Point placement listing
[start]
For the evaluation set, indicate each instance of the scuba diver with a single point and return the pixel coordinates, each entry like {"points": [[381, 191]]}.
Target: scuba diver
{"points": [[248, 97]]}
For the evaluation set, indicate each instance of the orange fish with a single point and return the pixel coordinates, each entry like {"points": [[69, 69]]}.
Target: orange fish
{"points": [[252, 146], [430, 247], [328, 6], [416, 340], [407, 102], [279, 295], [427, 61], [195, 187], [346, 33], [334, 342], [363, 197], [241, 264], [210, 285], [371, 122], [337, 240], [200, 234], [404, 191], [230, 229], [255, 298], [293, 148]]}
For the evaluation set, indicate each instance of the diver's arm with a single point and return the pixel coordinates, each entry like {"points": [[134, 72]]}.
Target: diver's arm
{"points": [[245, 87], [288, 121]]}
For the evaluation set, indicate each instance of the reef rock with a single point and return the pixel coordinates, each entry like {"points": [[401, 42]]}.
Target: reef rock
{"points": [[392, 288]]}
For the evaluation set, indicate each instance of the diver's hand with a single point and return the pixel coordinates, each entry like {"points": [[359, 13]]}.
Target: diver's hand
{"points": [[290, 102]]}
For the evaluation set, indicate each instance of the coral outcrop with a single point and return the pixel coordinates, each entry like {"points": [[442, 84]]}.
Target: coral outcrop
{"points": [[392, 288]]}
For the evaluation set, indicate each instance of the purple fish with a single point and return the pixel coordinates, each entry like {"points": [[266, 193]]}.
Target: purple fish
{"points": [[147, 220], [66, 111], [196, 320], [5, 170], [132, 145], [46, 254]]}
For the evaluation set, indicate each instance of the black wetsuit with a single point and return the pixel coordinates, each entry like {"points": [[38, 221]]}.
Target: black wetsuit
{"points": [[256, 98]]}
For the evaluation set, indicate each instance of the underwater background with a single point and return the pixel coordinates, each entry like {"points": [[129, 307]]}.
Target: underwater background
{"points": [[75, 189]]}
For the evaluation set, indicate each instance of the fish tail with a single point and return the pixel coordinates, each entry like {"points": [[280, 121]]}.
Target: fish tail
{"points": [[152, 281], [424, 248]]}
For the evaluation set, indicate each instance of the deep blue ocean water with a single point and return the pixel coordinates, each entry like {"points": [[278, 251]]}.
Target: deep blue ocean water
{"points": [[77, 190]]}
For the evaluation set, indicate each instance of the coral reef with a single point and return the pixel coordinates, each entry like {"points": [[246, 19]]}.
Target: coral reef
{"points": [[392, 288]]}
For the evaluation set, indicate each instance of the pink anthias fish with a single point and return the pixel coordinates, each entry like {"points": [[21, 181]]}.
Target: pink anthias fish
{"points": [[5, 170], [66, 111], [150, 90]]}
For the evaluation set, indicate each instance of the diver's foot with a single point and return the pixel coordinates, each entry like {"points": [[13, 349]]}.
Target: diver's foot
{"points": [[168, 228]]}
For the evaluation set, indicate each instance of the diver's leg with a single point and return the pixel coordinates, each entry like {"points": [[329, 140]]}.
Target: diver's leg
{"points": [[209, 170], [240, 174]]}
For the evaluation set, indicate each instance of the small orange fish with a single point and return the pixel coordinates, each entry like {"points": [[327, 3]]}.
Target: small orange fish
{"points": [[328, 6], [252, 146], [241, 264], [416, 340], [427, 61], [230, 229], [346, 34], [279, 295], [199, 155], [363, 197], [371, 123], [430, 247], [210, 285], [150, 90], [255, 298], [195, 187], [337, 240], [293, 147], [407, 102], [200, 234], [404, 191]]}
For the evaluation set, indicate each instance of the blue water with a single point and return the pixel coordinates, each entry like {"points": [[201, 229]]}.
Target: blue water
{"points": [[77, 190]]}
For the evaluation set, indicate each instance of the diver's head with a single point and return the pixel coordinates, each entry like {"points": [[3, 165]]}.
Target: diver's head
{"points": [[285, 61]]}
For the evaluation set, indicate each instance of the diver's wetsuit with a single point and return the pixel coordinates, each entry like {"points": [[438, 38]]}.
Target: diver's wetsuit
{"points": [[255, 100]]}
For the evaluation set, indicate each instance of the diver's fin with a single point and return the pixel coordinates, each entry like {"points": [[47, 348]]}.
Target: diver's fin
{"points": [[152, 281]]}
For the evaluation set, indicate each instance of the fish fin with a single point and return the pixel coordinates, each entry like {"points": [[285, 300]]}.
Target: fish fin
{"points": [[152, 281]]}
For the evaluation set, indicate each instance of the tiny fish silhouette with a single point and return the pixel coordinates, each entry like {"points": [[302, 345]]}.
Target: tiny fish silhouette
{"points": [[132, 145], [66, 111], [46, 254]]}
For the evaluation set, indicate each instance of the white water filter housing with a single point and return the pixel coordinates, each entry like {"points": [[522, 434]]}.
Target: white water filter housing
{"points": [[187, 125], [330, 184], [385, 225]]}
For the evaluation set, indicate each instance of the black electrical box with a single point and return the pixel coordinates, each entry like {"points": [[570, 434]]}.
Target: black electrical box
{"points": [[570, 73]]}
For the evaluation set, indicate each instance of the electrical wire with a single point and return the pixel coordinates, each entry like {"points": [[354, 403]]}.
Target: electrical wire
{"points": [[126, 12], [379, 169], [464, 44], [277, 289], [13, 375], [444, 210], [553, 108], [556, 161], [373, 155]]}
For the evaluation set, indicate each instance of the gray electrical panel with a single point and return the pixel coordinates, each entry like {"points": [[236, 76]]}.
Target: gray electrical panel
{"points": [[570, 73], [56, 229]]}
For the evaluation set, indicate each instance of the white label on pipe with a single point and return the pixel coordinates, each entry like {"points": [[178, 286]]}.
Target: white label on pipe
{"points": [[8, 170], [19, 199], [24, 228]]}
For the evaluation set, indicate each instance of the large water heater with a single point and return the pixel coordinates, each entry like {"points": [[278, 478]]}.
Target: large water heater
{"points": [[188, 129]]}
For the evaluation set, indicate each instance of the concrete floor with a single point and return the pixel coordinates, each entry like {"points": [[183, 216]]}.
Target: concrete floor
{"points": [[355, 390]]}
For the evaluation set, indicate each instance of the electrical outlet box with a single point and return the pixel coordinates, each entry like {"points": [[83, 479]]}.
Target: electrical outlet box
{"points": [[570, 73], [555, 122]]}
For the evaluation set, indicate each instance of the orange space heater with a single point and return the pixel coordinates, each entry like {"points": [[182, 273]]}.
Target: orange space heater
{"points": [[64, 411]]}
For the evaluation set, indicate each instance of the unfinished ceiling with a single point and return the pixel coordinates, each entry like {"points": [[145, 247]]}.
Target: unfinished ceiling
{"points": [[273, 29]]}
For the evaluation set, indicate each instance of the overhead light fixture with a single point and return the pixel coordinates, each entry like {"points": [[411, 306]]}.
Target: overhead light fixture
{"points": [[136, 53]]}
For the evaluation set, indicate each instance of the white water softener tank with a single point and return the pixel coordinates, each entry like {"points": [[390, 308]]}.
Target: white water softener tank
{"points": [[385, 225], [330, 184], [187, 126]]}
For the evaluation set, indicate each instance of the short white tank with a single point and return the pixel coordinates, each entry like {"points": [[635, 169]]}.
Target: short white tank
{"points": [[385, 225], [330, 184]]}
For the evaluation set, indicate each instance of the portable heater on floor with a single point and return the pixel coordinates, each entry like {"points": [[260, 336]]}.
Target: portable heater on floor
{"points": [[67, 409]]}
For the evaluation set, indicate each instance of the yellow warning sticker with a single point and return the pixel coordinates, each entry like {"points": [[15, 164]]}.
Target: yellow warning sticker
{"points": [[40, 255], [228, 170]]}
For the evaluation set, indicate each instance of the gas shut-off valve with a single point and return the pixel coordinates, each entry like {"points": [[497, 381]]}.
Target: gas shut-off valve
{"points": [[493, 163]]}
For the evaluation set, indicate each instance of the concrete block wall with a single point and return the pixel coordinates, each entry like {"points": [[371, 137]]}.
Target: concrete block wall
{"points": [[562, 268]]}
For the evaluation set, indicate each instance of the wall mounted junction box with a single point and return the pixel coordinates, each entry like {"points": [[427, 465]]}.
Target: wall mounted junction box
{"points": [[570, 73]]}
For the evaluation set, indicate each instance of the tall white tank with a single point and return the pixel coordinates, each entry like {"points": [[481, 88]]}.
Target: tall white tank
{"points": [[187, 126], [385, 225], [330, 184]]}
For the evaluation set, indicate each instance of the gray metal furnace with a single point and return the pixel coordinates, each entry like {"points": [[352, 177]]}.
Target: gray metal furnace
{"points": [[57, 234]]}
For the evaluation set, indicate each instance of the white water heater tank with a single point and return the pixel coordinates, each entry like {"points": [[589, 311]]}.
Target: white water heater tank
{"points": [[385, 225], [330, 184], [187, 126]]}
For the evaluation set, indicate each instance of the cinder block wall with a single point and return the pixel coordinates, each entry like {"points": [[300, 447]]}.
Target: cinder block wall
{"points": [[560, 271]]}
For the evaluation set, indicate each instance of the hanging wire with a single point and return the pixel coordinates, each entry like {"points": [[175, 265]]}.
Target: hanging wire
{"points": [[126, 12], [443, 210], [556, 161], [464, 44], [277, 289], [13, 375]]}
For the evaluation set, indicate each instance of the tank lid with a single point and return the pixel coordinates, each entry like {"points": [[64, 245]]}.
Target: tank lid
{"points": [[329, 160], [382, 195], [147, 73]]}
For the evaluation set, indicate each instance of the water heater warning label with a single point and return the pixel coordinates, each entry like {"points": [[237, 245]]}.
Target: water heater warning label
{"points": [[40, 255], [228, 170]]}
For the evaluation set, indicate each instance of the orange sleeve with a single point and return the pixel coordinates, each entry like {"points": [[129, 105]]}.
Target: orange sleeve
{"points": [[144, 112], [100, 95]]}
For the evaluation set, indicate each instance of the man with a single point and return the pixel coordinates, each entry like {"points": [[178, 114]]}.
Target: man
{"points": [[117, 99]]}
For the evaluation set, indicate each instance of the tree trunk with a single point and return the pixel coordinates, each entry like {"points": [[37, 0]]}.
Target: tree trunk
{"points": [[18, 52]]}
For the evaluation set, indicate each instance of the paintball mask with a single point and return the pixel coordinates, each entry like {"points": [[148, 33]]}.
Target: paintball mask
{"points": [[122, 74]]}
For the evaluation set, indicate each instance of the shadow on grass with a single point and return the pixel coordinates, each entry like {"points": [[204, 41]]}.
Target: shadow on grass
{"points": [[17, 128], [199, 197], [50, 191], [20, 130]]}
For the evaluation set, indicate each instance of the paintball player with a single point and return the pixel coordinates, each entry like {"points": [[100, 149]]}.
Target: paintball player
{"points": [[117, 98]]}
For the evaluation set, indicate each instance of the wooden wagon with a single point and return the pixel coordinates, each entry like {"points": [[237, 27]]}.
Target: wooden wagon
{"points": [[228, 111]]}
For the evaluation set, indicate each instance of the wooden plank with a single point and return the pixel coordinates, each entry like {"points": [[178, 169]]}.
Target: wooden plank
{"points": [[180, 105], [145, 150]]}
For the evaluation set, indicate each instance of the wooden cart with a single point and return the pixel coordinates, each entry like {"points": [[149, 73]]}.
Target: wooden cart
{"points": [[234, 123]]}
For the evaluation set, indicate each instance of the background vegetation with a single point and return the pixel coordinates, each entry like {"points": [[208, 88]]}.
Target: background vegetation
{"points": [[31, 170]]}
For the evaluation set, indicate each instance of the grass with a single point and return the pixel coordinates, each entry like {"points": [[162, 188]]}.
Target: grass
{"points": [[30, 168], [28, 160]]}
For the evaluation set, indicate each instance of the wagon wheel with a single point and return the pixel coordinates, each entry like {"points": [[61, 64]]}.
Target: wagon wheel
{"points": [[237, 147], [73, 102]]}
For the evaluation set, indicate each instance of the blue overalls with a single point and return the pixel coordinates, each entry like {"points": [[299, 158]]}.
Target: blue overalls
[end]
• [REQUIREMENT]
Rewrite the stretch of the listing above from the line containing "For the evaluation set, indicate each instance of the grass" through the end of the listing, requests included. Rescale every point coordinate in the answers by 0.65, rounding to whole numbers with halves going up, and leave the requests and their sample coordinates unchanged.

• [FINAL RESULT]
For the evaluation set, indicate each instance of the grass with a single point and return the pixel coordinates, each entry like {"points": [[162, 188]]}.
Target: grass
{"points": [[20, 109], [18, 104]]}
For the evaluation set, indicate each instance of the wagon wheel with a single point and return the pixel coordinates, each entry like {"points": [[61, 64]]}.
Target: wagon wheel
{"points": [[154, 96], [47, 66]]}
For the evaluation set, indicate each instance of the blue overalls with a single point and return the pixel coordinates, each entry like {"points": [[299, 158]]}.
Target: blue overalls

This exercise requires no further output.